▼▼▼

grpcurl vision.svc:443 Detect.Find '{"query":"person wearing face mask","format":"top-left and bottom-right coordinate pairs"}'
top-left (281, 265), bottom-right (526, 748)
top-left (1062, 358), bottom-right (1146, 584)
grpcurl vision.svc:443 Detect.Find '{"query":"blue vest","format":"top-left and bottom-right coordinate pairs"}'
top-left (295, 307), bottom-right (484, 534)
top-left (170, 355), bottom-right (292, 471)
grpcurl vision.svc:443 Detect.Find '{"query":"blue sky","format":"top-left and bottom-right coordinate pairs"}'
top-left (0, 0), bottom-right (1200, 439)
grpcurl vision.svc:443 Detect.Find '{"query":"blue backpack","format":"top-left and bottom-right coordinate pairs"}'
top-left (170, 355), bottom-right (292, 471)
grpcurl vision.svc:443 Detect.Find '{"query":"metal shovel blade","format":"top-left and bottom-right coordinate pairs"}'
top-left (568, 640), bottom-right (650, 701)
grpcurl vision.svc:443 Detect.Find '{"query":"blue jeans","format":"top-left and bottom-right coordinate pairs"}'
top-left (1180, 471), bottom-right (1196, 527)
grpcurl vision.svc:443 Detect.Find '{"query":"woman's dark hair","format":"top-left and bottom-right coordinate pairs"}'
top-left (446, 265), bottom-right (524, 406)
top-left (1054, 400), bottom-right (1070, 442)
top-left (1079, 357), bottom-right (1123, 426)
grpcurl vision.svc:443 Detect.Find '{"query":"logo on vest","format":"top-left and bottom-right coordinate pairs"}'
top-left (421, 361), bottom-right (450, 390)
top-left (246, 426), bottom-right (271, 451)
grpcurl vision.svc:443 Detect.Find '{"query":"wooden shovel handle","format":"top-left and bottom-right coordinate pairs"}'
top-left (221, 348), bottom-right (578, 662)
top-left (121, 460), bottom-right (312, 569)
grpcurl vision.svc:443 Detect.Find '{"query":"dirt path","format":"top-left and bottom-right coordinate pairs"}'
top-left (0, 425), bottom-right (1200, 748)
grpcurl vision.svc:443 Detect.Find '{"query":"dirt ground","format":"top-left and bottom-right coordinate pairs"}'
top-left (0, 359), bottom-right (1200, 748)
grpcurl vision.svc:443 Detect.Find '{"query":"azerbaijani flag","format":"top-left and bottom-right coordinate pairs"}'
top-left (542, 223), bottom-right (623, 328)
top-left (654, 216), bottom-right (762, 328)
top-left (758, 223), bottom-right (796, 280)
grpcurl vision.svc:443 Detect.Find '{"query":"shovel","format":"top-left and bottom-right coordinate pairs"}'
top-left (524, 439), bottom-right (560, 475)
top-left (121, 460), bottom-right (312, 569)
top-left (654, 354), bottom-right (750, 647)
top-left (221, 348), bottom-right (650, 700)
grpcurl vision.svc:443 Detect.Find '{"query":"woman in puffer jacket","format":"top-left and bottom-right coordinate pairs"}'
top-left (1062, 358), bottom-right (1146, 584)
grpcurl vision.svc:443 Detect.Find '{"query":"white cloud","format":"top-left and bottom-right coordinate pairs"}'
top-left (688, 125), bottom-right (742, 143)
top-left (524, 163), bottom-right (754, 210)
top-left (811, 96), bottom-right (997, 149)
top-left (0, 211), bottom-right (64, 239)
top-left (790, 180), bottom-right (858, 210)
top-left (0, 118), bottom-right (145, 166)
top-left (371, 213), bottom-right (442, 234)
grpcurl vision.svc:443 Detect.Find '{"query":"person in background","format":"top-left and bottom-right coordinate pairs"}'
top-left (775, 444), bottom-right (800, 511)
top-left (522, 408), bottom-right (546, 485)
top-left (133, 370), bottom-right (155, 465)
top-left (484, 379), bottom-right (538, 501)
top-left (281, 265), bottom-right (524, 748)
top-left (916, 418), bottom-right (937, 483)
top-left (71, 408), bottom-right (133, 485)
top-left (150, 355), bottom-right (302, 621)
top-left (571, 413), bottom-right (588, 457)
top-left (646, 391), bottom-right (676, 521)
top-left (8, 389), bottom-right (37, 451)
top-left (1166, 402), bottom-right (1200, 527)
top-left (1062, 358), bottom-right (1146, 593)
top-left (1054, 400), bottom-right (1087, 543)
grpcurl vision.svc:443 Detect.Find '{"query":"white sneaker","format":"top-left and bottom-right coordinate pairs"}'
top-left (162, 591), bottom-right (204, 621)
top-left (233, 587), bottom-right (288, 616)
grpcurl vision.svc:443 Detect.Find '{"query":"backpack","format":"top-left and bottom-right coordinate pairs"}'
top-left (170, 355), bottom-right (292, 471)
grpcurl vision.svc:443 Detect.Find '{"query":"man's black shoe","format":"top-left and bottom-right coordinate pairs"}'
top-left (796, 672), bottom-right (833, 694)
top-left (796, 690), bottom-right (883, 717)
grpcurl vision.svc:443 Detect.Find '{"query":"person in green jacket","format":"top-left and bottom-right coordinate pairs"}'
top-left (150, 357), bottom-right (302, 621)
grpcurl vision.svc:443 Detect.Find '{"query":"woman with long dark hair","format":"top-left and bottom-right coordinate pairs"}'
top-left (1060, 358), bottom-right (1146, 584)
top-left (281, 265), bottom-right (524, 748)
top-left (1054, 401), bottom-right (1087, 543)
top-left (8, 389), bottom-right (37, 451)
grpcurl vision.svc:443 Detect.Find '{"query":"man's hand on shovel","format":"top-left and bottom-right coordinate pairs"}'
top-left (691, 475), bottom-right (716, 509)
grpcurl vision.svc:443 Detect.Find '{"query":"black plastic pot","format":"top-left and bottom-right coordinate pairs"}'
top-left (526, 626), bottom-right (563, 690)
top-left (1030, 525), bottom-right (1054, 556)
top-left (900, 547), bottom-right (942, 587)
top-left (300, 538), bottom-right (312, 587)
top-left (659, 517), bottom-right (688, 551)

▲▲▲

Exercise objective
Pick out each line of the material above that contains the word "vest", and copy those lines.

Task answer
grpcurl vision.svc:443 Detect.Find '{"query":"blue vest","format":"top-left and bottom-right coordinate pairs"}'
grpcurl vision.svc:443 Detect.Find '{"query":"logo on vest","format":"top-left and bottom-right coordinate pairs"}'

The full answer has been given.